The Federal Reserve, FDIC and OCC today announced an interim final rule allowing Treasury investments made to community development financial institutions and minority depository institutions under the newly established Emergency Capital Investment program qualify as regulatory capital. Comments are due 60 days after publication in the Federal Register.
Under the program—which was established as part of the December COVID-19 relief bill and which is currently accepting funding applications—Treasury investments may take the form of senior preferred stock or subordinated debt, depending on the type of applicant and other factors. Under today’s IFR, preferred stock issued under the EICP will qualify as additional tier 1 capital, and subordinated debt will qualify as tier 2 capital, the agencies noted.
“Treasury’s Emergency Capital Investment Program helps make capital more available for Community Development Financial Institutions and minority banks. That’s a step in the right direction,” Acting Comptroller of the Currency Blake Paulson said in a statement. “Making clear that these funds qualify as regulatory capital helps make the most of the program so institutions can maximize its benefits.”

Saved entries:

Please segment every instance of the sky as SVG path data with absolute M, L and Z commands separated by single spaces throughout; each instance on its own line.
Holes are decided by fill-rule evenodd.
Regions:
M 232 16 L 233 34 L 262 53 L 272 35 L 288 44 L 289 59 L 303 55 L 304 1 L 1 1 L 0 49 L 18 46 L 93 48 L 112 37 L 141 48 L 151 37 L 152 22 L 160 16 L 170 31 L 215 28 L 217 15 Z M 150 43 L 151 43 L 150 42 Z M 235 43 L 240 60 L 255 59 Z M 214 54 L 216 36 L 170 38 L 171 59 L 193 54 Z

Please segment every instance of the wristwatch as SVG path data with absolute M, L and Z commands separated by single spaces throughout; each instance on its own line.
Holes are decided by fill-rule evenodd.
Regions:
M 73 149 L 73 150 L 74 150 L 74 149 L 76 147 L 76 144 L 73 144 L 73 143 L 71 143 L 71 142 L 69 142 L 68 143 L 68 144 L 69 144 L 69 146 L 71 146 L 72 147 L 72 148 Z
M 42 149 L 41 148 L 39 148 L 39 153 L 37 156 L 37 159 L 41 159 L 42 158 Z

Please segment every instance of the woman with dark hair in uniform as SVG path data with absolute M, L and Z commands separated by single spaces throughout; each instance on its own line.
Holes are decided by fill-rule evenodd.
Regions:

* **Instructions for the task**:
Name every agency that the news item about the Emergency Capital Investment program says announced the interim final rule.

* **Result**:
The Federal Reserve, the FDIC, and the OCC.